Each vessel is a self-contained unit, and if need be, is capable of surviving in extreme conditions for extended periods. They are comprehensively equipped to deal with all foreseeable emergency situations.
To ensure continued compliance with the MCA Code of Practice, annual inspections are carried out by an approved independent surveyor.
A comprehensive safety briefing is carried out with each new crew before the vessel leaves port, and a man overboard and fire drill are performed at the start of each voyage.
For every person on the vessel, OYT Scotland provides the following (and carries spares):
Medical stores are carried in accordance with The Merchant Shipping (Medical Stores) Regulations 1986, SI 1986 No.144 (as amended).
These dictate a comprehensive first aid kit exceeding all land-based requirements of the Health and Safety Executive.
These regulations override any land-based legislation while the vessel is at sea.
Given the potential extended evacuation times from a vessel at sea, the kit includes prescribed drugs, which may be administered by qualified sea staff on board the vessel in accordance with the above regulations.
OYT Scotland Skippers and First mates hold First Aid Certificates and above (equivalent to HSE first aid in the work place, specific to the sea going environment and the first aid kit carried).
The individual area of operation for each voyage varies according to the sailing programme and the current weather conditions. The skipper will plan the overall voyage and each leg of it taking into account the weather forecast and the capabilities of the young people on board. It is not possible to state, in advance, the itinerary of a particular voyage, however, you can use the vessel tracker to see the current location of the vessels.
Vessels are equipped with both ship-to-shore radios and a satellite communication system with worldwide coverage.
These radios provide voice communication to other vessels and shore-based Coastguard agencies. In the event of an emergency, radio procedures are in place to demand priority communication to the Coastguard’s co-ordinating rescue operations.
Approved medical advice is also available by radio if required. In addition to these voice communications each vessel is also equipped with Emergency Position Indicating Radio Beacons – which identify the vessels and their position anywhere in the world in the event of an emergency and pass that information to search and rescue authorities.
There is also a mobile phone carried on board for routine communication between the OYT Scotland office and the vessel. This phone number is not publicly available for general enquiries. The use of personal mobile phones by the crew- members is only allowed on board with the skipper’s permission, as this can disrupt the routines of on-board life.
For legitimate enquiries regarding safety or urgent messages from next of kin, OYT Scotland has a 24-hour emergency paging service –07623912543. Please remember to leave a name and telephone number to allow OYT Scotland staff to return your call.
Individuals with medical conditions or disabilities are welcome to sail with OYT Scotland providing, if required, they have approval from a certified doctor and are physically able to move around the vessel, respond appropriately to an emergency situation and participate in activities onboard. We regret that our vessels do not have facilities for wheelchairs. We welcome pre-voyage visits to our vessels to allow people to assess their own capabilities onboard.
If you require further information or wish to discuss any aspect of OYT Scotland operations please do not hesitate to contact the office.
Every effort is made to ensure that young people are able to enjoy their experience onboard an OYT Scotland vessel. However, in the event that a young person requests to leave the vessel, or in the situation where the behaviour of the individual is compromising both the safety and the enjoyment of the remaining crew, the following procedure will take place:
The contact for the young person will be called and informed of the reason why they are leaving the vessel. The group leader or next of kin will be accompany the young person home; if over 16, the young person may be allowed to travel on their own.
==*==
* REQUIRED ACTIONS
#1 Reproduce the stretch of the safety excerpt from "These dictate a" through "vessel is at sea.".
#2 In the safety excerpt, who carries out the annual inspections for continued compliance with the MCA Code of Practice?
==*==
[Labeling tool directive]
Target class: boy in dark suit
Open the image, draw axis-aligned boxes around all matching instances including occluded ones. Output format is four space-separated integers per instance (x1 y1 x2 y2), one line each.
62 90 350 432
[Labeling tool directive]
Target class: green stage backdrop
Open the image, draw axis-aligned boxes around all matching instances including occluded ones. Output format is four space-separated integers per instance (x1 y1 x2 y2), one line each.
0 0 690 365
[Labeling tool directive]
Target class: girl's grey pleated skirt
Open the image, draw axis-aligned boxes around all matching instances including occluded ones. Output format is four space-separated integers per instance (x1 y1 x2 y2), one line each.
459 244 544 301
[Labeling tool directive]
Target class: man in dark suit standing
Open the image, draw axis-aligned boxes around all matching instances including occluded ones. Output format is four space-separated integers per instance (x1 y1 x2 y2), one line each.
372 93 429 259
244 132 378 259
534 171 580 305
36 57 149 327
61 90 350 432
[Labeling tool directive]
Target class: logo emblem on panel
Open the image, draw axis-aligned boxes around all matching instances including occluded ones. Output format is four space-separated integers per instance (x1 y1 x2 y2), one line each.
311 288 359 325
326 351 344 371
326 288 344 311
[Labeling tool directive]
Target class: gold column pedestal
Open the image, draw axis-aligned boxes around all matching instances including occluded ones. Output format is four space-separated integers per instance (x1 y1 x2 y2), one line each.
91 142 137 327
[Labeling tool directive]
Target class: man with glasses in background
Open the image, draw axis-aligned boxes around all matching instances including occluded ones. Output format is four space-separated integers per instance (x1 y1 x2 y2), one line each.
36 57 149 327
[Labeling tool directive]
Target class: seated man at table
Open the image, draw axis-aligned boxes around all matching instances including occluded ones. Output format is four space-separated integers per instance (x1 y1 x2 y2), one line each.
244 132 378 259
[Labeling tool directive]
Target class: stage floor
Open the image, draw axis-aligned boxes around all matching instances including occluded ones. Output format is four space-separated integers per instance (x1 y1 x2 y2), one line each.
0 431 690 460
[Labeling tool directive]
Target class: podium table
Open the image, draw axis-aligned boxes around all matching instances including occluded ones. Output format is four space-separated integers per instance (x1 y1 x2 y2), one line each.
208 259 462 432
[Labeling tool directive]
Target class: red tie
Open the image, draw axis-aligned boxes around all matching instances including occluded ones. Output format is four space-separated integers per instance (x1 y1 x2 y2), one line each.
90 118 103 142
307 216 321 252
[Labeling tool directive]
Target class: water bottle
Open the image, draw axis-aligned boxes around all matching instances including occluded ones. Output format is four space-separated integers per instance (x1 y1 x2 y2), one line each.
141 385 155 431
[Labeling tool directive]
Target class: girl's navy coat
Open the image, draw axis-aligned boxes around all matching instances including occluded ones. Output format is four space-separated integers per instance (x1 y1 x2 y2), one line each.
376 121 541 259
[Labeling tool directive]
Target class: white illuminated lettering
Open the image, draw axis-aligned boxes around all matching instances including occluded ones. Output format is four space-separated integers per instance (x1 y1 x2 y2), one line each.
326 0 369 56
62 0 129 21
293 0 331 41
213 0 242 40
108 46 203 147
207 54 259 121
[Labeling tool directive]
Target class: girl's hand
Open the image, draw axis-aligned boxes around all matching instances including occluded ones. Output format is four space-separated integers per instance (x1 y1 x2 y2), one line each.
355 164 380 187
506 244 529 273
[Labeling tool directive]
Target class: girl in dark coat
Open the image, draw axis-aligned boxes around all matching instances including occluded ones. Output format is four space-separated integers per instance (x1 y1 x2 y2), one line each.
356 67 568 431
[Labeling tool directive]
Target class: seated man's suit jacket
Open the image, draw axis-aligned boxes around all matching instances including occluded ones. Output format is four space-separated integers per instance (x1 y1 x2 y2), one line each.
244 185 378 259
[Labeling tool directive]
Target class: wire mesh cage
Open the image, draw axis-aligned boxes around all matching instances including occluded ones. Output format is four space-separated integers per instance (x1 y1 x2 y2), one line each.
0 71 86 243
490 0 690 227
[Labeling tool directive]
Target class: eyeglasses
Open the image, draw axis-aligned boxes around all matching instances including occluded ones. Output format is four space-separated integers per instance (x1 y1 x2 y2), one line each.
==*==
* REPLIES
#1
These dictate a comprehensive first aid kit exceeding all land-based requirements of the Health and Safety Executive.
These regulations override any land-based legislation while the vessel is at sea.

#2 An approved independent surveyor.